-- TEXTO PARA LEER --
· · ·

En el cuarto de la tarde y último toro que iba a matar en Madrid, dio una lección de conocimiento del toro y del público. Se fue a torear al tendido siete
PEPE CAMPOS
Plaza de toros de Las Ventas.
Sábado, 28 de septiembre de 2024. Primera corrida de la Feria de Otoño. Tres cuartos largos de entrada. Tarde agradable de inicio del otoño.
Toros de Garcigrande —procedencia Domecq— (1º, 2º, y 3º) y de Juan Pedro Domecq (4º, 5º, y 6º). De escasa presencia, a excepción del cuarto. Aparentes cornamentas sin dar sensación de agresividad, ni miedo. Los de Garcigrande sospechosos de haber sido arreglados en sus defensas. Del tercero al sexto, cinqueños. Mansos. Nobles. Flojos. Inválidos (2º, 3º y 5º). Poco y mal picados. No empujaron en varas. Se dejaron torear. El segundo se rompió el pitón en la primera entrada al caballo, dando una sensación lastimosa en su lidia, por ello debió ser cambiado.

· · ·

-- TRABAJO REQUERIDO --
A – Actualiza el fragmento de la crónica taurina comenzando en "En el cuarto" y terminando en "debió ser cambiado.", y cambia "Garcigrande" por "Domingo Hernández".
B – ¿Qué toros declara inválidos la crónica taurina?

-- DATOS DE ORIGEN --
· · ·

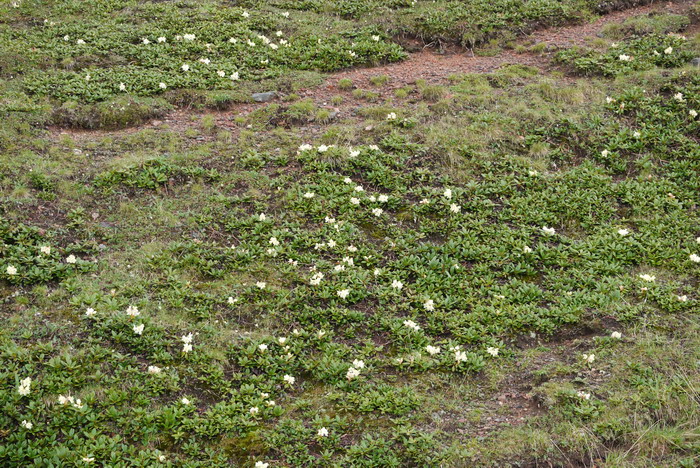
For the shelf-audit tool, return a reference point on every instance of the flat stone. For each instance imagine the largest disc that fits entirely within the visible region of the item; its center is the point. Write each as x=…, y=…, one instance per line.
x=264, y=97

· · ·

-- RESPUESTAS EN ORDEN --
A –
En el cuarto de la tarde y último toro que iba a matar en Madrid, dio una lección de conocimiento del toro y del público. Se fue a torear al tendido siete
PEPE CAMPOS
Plaza de toros de Las Ventas.
Sábado, 28 de septiembre de 2024. Primera corrida de la Feria de Otoño. Tres cuartos largos de entrada. Tarde agradable de inicio del otoño.
Toros de Domingo Hernández —procedencia Domecq— (1º, 2º, y 3º) y de Juan Pedro Domecq (4º, 5º, y 6º). De escasa presencia, a excepción del cuarto. Aparentes cornamentas sin dar sensación de agresividad, ni miedo. Los de Domingo Hernández sospechosos de haber sido arreglados en sus defensas. Del tercero al sexto, cinqueños. Mansos. Nobles. Flojos. Inválidos (2º, 3º y 5º). Poco y mal picados. No empujaron en varas. Se dejaron torear. El segundo se rompió el pitón en la primera entrada al caballo, dando una sensación lastimosa en su lidia, por ello debió ser cambiado.

B – El segundo, el tercero y el quinto.